Working data:

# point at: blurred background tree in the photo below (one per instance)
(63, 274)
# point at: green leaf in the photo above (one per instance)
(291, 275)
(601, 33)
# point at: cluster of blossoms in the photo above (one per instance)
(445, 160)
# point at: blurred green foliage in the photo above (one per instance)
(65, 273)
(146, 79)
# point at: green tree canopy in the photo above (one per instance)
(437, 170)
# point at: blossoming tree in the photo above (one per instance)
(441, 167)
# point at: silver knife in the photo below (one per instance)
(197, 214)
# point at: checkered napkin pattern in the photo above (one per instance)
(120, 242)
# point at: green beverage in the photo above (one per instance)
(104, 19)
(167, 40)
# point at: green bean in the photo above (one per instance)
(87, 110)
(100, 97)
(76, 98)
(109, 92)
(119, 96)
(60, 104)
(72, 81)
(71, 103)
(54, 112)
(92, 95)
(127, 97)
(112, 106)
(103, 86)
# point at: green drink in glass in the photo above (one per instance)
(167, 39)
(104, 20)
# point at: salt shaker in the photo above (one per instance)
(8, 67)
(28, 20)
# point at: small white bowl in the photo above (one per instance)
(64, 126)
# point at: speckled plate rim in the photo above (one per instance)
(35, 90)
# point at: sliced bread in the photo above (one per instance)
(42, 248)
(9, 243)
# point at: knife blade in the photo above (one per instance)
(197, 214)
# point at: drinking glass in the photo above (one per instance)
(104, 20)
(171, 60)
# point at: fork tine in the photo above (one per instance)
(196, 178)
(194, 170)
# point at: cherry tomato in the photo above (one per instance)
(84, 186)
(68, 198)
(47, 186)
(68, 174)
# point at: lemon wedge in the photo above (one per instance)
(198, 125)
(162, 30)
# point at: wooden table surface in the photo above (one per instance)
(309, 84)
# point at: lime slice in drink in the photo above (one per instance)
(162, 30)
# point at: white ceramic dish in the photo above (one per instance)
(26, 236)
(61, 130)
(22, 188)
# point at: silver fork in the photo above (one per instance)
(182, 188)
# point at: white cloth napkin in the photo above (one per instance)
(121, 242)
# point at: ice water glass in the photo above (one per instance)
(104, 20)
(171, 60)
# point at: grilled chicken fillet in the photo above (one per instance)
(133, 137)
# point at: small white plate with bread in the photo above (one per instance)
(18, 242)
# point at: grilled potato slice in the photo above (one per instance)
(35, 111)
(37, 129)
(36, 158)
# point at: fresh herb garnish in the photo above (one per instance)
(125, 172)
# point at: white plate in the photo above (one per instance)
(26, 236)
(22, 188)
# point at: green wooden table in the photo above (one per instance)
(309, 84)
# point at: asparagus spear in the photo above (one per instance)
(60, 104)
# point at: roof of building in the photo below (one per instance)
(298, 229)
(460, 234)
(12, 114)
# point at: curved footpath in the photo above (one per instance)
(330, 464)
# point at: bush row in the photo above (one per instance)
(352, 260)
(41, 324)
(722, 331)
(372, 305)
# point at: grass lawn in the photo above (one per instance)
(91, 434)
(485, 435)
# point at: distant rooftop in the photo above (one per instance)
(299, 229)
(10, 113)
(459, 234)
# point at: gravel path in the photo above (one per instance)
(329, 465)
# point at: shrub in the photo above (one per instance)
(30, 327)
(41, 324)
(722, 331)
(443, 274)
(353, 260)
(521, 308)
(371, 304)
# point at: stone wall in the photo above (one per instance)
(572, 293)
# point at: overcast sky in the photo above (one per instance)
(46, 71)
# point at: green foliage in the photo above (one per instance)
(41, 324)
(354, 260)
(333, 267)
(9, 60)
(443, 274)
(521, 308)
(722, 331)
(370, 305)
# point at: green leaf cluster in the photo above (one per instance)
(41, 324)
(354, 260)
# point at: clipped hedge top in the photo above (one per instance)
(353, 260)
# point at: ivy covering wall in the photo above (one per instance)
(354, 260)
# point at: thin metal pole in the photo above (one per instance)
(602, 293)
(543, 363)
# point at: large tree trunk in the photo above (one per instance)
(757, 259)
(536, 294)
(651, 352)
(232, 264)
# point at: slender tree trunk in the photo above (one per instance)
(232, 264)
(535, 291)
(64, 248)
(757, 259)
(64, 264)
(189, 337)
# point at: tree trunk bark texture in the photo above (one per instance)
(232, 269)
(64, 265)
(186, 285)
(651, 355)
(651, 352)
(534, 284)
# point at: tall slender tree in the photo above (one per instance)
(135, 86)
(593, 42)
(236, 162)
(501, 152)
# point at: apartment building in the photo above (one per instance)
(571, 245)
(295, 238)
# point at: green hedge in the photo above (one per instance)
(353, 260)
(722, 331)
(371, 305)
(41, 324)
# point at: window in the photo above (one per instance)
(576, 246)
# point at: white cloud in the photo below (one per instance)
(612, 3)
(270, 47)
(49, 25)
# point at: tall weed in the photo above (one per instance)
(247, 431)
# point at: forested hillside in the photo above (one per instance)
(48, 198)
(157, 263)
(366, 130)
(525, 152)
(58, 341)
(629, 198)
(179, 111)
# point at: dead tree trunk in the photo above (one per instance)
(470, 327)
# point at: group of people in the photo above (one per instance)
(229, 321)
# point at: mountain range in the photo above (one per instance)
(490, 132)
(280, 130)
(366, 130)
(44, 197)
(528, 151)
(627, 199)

Direction:
Would you restate each of the entries word for word?

Expected answer:
# point at: blurred background tree in the photo below (one per instance)
(63, 274)
# point at: green leaf in the photo above (one per instance)
(291, 275)
(601, 33)
# point at: cluster of blossoms in the photo above (one per instance)
(445, 160)
# point at: blurred green foliage in the photo above (one per instance)
(65, 273)
(146, 79)
# point at: green tree canopy in the photo above (one per instance)
(437, 170)
# point at: blossoming tree in the photo above (one per instance)
(441, 167)
# point at: silver knife in the photo below (one per instance)
(197, 214)
# point at: checkered napkin pattern in the photo above (one per instance)
(120, 242)
# point at: green beverage in the photo above (one per instance)
(104, 19)
(167, 40)
# point at: green bean in the photo above (one per instance)
(87, 110)
(100, 97)
(76, 98)
(109, 92)
(119, 96)
(60, 104)
(72, 81)
(71, 103)
(54, 112)
(92, 95)
(127, 97)
(112, 106)
(103, 86)
# point at: green drink in glass in the photo above (one per instance)
(167, 39)
(104, 20)
# point at: salt shaker in the photo above (one per instance)
(8, 67)
(28, 20)
# point at: small white bowl in the photo above (one per instance)
(64, 126)
# point at: speckled plate rim in the photo above (one per instance)
(35, 90)
# point at: sliced bread in the photo above (one per instance)
(42, 248)
(9, 243)
# point at: knife blade in the photo above (one per instance)
(197, 214)
# point at: drinking glass in the photo above (one per instance)
(104, 20)
(171, 60)
# point at: fork tine in the photo above (one per instance)
(196, 178)
(194, 170)
# point at: cherry tomato in the photo above (one per instance)
(84, 186)
(68, 198)
(47, 186)
(68, 174)
# point at: lemon wedge in the photo above (one per instance)
(198, 125)
(162, 30)
# point at: wooden table surface in the photo above (one per instance)
(309, 84)
# point at: lime slice in drink in the photo above (one per instance)
(162, 30)
# point at: white ceramic dish in the photo above (one per instance)
(26, 236)
(61, 130)
(22, 188)
# point at: silver fork in the photo above (one per instance)
(182, 188)
# point at: white cloth napkin in the photo above (one per instance)
(121, 242)
# point at: ice water glass in the photo above (one per instance)
(104, 20)
(171, 60)
# point at: grilled chicken fillet in the photo above (one per instance)
(133, 137)
# point at: small white plate with bread in the photo above (one per instance)
(18, 242)
# point at: grilled potato slice in the photo above (one per instance)
(35, 111)
(37, 129)
(36, 158)
# point at: fresh herb garnish in the photo above (one per instance)
(125, 172)
# point at: white plate in the photo above (one per instance)
(26, 236)
(22, 188)
# point at: green wooden table in the photo above (one per instance)
(309, 84)
# point at: asparagus spear in the photo above (one per instance)
(60, 104)
# point at: roof of building in the photo below (one per instance)
(298, 229)
(460, 234)
(12, 114)
# point at: curved footpath in the photo above (one per instance)
(330, 464)
# point at: bush row in the photo above (one per instance)
(352, 260)
(41, 324)
(722, 331)
(372, 305)
# point at: grass lawn in the photo above (one per instance)
(91, 434)
(485, 435)
# point at: distant rooftop in the photo above (one per instance)
(299, 229)
(10, 113)
(459, 234)
# point at: gravel path in the photo above (one per instance)
(329, 465)
# point at: shrub in the photo above (one per instance)
(30, 327)
(41, 324)
(722, 331)
(443, 274)
(353, 260)
(521, 308)
(371, 304)
# point at: stone wall in the photo above (one per instance)
(572, 293)
# point at: overcast sky in the photo above (one per instance)
(46, 71)
# point at: green foliage in the photo above (one per instance)
(41, 324)
(354, 260)
(333, 267)
(9, 60)
(443, 274)
(521, 308)
(722, 331)
(370, 305)
# point at: green leaf cluster in the photo above (one per instance)
(41, 324)
(354, 260)
# point at: clipped hedge top in the photo above (one per instance)
(353, 260)
# point at: ivy covering wall in the photo above (one per instance)
(354, 260)
# point at: thin metal pole in the photo above (one per instance)
(602, 293)
(543, 363)
# point at: large tree trunk in the photo above (one per instance)
(757, 259)
(536, 294)
(651, 352)
(232, 264)
# point at: slender tree trunk in the photo above (one per instance)
(232, 264)
(535, 291)
(64, 248)
(757, 259)
(64, 264)
(189, 337)
# point at: tree trunk bark texture in the photo above (one per instance)
(232, 269)
(64, 265)
(186, 285)
(651, 355)
(651, 352)
(534, 284)
# point at: tall slender tree in the photo above (one per instance)
(135, 86)
(593, 42)
(236, 162)
(501, 152)
# point at: apartment building in the photo above (one per instance)
(571, 245)
(295, 238)
# point at: green hedge in the photo above (one per instance)
(353, 260)
(722, 331)
(371, 305)
(41, 324)
# point at: window in the photo above (one per instance)
(576, 246)
# point at: white cloud in the photo below (one per instance)
(612, 3)
(270, 47)
(49, 25)
# point at: tall weed in the photo above (one per instance)
(247, 431)
# point at: forested hillside in the photo above (one per instance)
(48, 198)
(157, 263)
(366, 130)
(525, 152)
(58, 341)
(629, 198)
(179, 111)
# point at: dead tree trunk in the photo above (one per instance)
(470, 327)
# point at: group of people in the photo above (one per instance)
(229, 321)
# point at: mountain range in the photo above (one per instance)
(490, 132)
(280, 130)
(366, 130)
(44, 197)
(528, 151)
(627, 199)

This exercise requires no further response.